Excerpt>
+ + +

- Theatrical release poster
- Directed by: Henry Hathaway
- Screenplay by: Harold Shumate; Frank Howard Clark;
- Based on: Wild Horse Mesa by Zane Grey
- Produced by: Harold Hurley
- Starring: Randolph Scott; Sally Blane;
- Cinematography: Arthur L. Todd
- Music by: John Leipold (uncredited)
- Production company: Paramount Pictures
- Distributed by: Paramount Pictures
- Release date: November 25, 1932 (US);
- Running time: 65 minutes
- Country: United States
- Language: English

= Wild Horse Mesa (1932 film) =

1932 film

Wild Horse Mesa is a 1932 American Pre-Code Western film directed by Henry Hathaway and starring Randolph Scott and Sally Blane. Based on the novel Wild Horse Mesa by Zane Grey, it is a remake of the 1925 Paramount silent film of the same name.

+ + +

Exercise goal> In the Wild Horse Mesa entry, retype the part that opens with the words containing "- Theatrical release" and closes with "John Leipold (uncredited)", keeping every character unchanged.

+ + +

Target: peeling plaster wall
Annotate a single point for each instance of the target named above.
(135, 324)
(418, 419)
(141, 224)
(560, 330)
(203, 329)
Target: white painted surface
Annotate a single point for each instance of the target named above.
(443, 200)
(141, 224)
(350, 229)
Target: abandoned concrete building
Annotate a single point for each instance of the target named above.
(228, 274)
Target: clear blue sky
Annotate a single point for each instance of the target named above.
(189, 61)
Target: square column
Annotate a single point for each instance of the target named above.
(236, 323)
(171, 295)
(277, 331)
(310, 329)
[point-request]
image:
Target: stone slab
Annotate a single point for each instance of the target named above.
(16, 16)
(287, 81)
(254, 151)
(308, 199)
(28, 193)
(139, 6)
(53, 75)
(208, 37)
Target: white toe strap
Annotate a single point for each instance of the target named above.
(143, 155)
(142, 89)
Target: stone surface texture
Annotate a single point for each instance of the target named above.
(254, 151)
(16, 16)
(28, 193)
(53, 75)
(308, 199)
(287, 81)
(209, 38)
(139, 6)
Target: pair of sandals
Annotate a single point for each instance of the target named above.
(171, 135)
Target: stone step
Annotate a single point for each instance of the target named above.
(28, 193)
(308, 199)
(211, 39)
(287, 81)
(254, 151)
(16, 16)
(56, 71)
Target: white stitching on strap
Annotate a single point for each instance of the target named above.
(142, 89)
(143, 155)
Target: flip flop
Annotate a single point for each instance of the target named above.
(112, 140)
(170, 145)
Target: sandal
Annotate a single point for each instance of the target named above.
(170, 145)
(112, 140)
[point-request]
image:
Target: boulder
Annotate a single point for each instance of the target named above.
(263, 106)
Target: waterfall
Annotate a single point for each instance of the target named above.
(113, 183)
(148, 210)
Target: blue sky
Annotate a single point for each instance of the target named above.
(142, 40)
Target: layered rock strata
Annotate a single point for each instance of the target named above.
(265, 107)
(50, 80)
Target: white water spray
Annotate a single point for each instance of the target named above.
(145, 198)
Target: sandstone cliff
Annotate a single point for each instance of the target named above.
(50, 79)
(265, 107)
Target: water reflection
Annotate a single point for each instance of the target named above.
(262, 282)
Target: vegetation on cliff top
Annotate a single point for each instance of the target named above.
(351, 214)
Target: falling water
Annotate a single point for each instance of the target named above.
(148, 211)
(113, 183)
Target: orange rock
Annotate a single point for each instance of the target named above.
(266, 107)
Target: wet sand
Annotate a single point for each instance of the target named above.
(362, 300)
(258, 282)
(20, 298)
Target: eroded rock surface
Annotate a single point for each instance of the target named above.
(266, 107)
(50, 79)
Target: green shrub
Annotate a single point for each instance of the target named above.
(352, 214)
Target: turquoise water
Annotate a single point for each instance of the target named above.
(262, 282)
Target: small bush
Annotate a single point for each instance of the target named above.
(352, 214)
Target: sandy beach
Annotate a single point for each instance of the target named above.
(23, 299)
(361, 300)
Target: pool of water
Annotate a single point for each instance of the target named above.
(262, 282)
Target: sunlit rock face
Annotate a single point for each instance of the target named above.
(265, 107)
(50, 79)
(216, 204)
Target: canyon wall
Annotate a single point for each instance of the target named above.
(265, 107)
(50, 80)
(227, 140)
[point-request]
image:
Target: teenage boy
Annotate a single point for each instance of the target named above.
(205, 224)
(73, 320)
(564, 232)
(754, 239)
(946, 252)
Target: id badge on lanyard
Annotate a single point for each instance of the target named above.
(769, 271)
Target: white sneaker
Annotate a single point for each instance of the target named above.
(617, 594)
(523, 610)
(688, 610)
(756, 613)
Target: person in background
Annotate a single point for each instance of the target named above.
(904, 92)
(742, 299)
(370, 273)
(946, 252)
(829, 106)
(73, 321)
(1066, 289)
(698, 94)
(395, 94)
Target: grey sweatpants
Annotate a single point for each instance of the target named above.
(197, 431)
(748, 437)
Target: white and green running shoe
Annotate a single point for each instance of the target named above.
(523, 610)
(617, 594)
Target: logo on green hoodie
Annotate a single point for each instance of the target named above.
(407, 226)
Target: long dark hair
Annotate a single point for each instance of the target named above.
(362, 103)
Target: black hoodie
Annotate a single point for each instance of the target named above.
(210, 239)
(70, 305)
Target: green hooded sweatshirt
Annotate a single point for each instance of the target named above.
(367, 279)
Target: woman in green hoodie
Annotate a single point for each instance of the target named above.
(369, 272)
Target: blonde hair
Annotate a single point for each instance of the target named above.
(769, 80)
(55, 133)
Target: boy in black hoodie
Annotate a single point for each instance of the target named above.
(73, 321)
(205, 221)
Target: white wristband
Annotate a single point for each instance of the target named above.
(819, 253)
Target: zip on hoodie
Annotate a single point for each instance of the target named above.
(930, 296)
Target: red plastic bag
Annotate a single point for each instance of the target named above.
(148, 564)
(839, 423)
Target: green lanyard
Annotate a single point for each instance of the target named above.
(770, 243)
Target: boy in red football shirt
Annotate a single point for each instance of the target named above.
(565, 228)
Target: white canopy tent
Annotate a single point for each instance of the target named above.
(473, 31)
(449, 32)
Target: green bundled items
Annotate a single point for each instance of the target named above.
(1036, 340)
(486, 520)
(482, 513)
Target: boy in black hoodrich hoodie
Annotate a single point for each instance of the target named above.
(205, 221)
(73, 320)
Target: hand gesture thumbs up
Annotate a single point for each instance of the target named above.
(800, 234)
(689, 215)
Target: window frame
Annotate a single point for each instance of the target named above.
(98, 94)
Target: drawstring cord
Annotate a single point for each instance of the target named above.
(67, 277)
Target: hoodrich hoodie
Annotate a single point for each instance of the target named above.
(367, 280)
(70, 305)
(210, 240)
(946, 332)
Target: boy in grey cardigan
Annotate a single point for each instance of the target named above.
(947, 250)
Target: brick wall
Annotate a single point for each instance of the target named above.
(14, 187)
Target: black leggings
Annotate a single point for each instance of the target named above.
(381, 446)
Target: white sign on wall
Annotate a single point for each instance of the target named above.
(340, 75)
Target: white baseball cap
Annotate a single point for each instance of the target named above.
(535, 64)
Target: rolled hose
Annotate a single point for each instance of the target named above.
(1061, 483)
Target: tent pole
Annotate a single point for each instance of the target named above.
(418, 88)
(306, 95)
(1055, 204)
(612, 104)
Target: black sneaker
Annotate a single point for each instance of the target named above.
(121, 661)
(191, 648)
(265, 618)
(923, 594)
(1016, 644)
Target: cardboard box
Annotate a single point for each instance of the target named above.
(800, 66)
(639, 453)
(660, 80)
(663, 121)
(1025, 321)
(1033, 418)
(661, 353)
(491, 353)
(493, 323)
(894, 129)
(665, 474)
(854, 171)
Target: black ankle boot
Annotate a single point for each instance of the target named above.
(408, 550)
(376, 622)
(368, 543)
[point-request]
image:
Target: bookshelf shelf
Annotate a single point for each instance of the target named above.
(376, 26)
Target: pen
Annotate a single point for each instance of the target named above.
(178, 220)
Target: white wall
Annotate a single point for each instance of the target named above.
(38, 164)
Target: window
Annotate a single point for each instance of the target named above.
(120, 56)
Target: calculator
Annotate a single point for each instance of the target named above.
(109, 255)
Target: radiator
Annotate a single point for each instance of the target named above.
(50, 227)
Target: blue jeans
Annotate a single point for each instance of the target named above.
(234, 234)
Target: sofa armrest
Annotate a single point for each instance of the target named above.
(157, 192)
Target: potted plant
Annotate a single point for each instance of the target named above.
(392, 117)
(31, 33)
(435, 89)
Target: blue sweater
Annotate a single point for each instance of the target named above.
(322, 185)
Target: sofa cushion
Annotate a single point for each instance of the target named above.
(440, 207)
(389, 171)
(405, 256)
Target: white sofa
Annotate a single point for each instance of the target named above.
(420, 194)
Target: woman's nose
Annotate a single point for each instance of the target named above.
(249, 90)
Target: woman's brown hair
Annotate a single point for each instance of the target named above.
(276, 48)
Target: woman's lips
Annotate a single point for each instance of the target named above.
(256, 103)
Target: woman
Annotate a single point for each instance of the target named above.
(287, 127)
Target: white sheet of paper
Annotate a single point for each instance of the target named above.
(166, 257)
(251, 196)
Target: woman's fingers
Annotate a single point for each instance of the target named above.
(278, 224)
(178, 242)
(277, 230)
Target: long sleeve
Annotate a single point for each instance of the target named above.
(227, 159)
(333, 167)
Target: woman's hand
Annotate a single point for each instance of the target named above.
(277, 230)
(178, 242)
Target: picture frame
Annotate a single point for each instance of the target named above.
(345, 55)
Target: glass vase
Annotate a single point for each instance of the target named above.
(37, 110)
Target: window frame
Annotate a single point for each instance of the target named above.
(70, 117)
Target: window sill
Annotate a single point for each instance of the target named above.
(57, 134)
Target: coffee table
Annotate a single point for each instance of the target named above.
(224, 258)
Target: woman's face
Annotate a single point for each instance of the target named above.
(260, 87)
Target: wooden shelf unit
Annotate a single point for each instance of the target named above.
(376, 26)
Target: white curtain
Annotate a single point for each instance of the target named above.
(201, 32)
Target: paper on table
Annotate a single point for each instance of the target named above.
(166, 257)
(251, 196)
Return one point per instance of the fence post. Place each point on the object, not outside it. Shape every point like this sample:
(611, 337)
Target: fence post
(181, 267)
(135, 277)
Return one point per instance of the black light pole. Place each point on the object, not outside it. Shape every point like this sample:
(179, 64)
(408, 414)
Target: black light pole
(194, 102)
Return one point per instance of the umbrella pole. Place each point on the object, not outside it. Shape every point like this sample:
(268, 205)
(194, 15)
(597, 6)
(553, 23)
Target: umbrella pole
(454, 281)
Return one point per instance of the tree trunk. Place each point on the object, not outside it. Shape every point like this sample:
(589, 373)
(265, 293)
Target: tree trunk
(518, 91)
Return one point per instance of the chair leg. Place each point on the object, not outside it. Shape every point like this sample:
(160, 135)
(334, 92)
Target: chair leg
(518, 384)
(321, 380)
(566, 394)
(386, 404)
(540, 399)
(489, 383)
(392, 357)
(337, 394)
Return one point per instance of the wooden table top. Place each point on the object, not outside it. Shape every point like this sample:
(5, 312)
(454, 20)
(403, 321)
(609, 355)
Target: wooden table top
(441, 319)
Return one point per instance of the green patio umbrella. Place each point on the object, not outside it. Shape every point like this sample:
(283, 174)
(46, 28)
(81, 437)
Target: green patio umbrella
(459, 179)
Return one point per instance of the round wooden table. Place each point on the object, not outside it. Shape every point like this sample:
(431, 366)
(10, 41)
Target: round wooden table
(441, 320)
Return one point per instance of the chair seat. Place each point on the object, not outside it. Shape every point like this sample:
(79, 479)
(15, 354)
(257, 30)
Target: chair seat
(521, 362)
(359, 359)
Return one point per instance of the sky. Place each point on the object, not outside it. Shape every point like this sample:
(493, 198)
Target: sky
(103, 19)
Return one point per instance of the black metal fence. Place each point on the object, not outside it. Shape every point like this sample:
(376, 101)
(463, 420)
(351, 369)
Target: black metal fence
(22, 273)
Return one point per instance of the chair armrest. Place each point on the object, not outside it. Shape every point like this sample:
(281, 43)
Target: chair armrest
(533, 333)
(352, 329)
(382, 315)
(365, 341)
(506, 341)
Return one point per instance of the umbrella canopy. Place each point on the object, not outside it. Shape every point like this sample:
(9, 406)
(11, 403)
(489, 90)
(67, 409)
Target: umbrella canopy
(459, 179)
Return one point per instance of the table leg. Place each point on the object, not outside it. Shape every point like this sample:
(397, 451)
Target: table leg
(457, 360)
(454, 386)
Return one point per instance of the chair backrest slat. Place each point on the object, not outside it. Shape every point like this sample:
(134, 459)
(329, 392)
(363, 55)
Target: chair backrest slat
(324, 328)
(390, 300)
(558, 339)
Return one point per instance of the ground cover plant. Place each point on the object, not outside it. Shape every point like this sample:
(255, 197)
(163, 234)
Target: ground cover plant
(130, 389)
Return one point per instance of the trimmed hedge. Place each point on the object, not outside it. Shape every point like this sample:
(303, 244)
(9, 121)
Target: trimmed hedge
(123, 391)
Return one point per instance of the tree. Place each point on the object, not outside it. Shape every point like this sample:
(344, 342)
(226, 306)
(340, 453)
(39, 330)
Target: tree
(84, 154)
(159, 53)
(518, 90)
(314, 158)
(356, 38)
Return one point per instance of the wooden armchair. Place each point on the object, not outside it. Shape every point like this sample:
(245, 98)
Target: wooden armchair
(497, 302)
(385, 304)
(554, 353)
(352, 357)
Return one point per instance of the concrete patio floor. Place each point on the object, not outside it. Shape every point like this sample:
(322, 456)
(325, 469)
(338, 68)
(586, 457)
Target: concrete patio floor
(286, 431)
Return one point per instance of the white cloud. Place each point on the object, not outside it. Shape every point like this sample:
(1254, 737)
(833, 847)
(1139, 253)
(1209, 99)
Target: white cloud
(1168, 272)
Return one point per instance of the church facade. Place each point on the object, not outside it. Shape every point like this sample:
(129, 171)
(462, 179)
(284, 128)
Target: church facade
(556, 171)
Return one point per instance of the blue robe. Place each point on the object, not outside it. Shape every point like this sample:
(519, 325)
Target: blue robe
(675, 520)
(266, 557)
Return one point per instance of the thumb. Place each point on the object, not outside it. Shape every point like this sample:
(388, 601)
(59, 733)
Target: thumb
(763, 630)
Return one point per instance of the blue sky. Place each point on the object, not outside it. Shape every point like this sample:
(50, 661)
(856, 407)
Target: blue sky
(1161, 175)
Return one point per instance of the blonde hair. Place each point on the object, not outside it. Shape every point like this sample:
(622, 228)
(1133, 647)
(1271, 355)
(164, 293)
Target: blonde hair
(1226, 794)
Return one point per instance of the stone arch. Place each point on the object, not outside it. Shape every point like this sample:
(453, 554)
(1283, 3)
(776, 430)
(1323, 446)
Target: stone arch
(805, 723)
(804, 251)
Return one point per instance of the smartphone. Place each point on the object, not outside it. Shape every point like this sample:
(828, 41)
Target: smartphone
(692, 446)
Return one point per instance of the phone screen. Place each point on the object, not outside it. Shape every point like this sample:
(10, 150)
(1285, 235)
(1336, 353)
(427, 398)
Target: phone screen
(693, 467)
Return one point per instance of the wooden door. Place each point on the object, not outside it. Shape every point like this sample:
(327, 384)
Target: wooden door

+ + +

The completed task>
- Theatrical release poster
- Directed by: Henry Hathaway
- Screenplay by: Harold Shumate; Frank Howard Clark;
- Based on: Wild Horse Mesa by Zane Grey
- Produced by: Harold Hurley
- Starring: Randolph Scott; Sally Blane;
- Cinematography: Arthur L. Todd
- Music by: John Leipold (uncredited)